▼
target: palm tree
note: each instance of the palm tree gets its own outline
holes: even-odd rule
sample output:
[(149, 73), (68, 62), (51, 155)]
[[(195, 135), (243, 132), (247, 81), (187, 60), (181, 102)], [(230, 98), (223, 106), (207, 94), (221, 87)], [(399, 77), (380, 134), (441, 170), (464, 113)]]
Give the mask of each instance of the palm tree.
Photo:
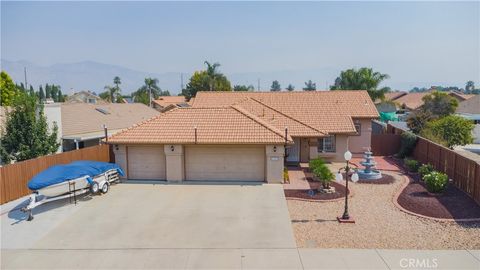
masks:
[(116, 100), (116, 97), (120, 94), (120, 89), (116, 86), (110, 86), (110, 85), (106, 85), (104, 89), (106, 90), (106, 93), (108, 93), (108, 96), (105, 95), (106, 99), (114, 103)]
[(217, 79), (219, 73), (217, 71), (217, 68), (220, 66), (219, 63), (213, 63), (210, 64), (210, 62), (205, 61), (205, 65), (207, 65), (207, 75), (209, 78), (209, 85), (210, 85), (210, 91), (215, 91), (215, 80)]
[(120, 89), (120, 84), (122, 84), (122, 82), (120, 81), (120, 77), (115, 76), (115, 77), (113, 78), (113, 84), (115, 84), (115, 86), (116, 86), (118, 89)]
[(380, 84), (390, 78), (388, 74), (373, 71), (371, 68), (347, 69), (340, 73), (330, 90), (367, 90), (372, 100), (383, 99), (388, 87), (378, 89)]

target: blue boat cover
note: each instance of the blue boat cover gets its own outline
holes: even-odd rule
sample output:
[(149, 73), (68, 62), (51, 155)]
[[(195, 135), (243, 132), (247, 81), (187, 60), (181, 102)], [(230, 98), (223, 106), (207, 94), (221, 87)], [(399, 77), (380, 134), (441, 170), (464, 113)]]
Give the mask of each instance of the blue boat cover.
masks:
[(111, 169), (117, 170), (121, 176), (125, 175), (122, 168), (115, 163), (78, 160), (69, 164), (55, 165), (35, 175), (28, 182), (28, 188), (31, 190), (39, 190), (84, 176), (87, 177), (88, 182), (91, 182), (94, 176)]

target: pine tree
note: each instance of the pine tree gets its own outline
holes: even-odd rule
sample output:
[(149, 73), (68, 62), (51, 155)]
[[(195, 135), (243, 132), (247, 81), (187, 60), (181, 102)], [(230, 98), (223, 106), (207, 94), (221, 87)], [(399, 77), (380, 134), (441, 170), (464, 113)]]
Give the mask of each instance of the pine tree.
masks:
[(35, 96), (35, 90), (33, 89), (33, 86), (30, 85), (30, 90), (29, 90), (30, 96), (34, 97)]
[(38, 91), (38, 99), (42, 102), (45, 100), (45, 92), (43, 91), (43, 87), (40, 85), (40, 90)]
[(12, 111), (7, 114), (0, 139), (0, 156), (5, 163), (10, 163), (55, 153), (60, 146), (57, 131), (56, 124), (49, 131), (43, 106), (36, 103), (36, 98), (21, 93), (15, 97)]
[(50, 88), (50, 85), (45, 84), (45, 97), (46, 98), (51, 98), (52, 97), (52, 90)]

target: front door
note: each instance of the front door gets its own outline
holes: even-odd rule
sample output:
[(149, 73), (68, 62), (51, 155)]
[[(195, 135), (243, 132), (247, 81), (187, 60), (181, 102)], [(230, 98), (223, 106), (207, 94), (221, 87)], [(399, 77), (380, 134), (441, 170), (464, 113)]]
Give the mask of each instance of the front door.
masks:
[(287, 148), (287, 162), (300, 162), (300, 139), (293, 138), (293, 143)]
[(310, 145), (307, 138), (300, 140), (300, 162), (308, 162), (310, 157)]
▲
_Try it_
Your answer must consist of every line from the listing that holds the string "cover".

_Problem solution_
target: blue boat cover
note: each instance of the blue boat cover gets its own outline
Give the mask of each instance of the blue boat cover.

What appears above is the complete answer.